*** Opening Records provided ***

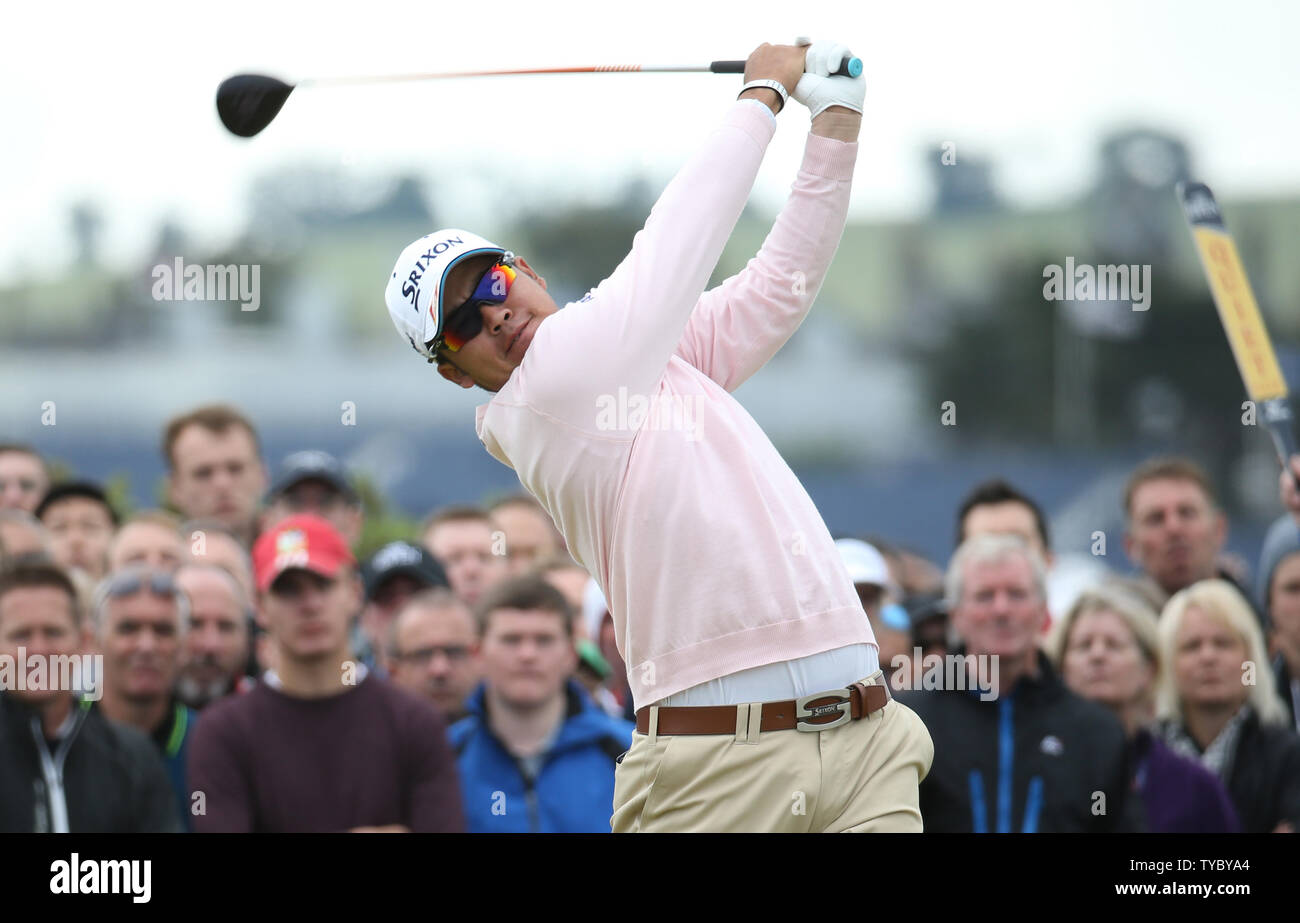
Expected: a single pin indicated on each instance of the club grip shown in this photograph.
(849, 66)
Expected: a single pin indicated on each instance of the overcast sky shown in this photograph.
(115, 102)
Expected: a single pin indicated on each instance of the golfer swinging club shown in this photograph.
(761, 705)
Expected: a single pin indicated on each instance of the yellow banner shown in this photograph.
(1240, 315)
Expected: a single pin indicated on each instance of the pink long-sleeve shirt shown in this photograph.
(622, 423)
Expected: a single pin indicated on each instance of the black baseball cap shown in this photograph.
(402, 559)
(69, 489)
(311, 464)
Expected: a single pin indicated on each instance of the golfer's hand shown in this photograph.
(1290, 494)
(833, 100)
(774, 63)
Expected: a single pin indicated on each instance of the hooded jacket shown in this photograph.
(1282, 541)
(1035, 759)
(99, 778)
(572, 791)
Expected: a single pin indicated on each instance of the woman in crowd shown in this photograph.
(1218, 703)
(1108, 651)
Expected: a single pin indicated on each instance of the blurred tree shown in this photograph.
(577, 246)
(1170, 382)
(382, 525)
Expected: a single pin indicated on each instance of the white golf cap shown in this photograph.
(863, 562)
(414, 293)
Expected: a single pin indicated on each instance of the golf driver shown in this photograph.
(247, 103)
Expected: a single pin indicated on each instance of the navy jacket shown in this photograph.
(573, 788)
(1030, 761)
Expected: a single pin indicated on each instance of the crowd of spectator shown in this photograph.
(242, 670)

*** Closing Records provided ***

== Exercise instructions ==
All entries above are to be restated exactly, with every image omitted.

== Answer to this exercise ==
Expected: a single pin indicated on each instance of the club grip shown in this photograph.
(849, 66)
Expected: a single pin indicated on each instance of the overcast sky shown in this photograph.
(115, 102)
Expected: a single pin indicated on each instance of the golfer swinging club shown in this photograph.
(761, 705)
Expected: a single pin indicated on each instance of the yellow banner shown in this photograph.
(1240, 315)
Expected: a single pin indicated on each instance of the pink long-sleeve shirt shown in this photograph.
(622, 423)
Expected: a single pin indicated on each instance of the black baseball cap shown in this photograph.
(402, 559)
(69, 489)
(311, 464)
Expected: a single pin indicated on each instance of the golfer's hand shown in this photograph.
(1290, 494)
(833, 100)
(774, 63)
Expected: a single pin indicated on each instance of the hooded jacket shown in this photograph.
(1282, 541)
(1035, 759)
(99, 778)
(572, 791)
Expected: a single pin indicated on each instance of the woman in crowd shown in this photograph.
(1218, 703)
(1108, 651)
Expected: a single pin indicated on each instance of the blurred tree shown in this photograph.
(577, 246)
(1170, 382)
(382, 525)
Expected: a single pin indicated on each instance of the white golf cap shown in this photograph.
(863, 562)
(414, 293)
Expected: a single pin indicated on each instance of the golf driver shown in this photograph.
(247, 103)
Expected: a single pin indicated on each instance of the navy jacket shown in this photograph.
(573, 788)
(1030, 761)
Expected: a single pin indicated on each instance of the crowd of spectator shown in this photograph.
(242, 670)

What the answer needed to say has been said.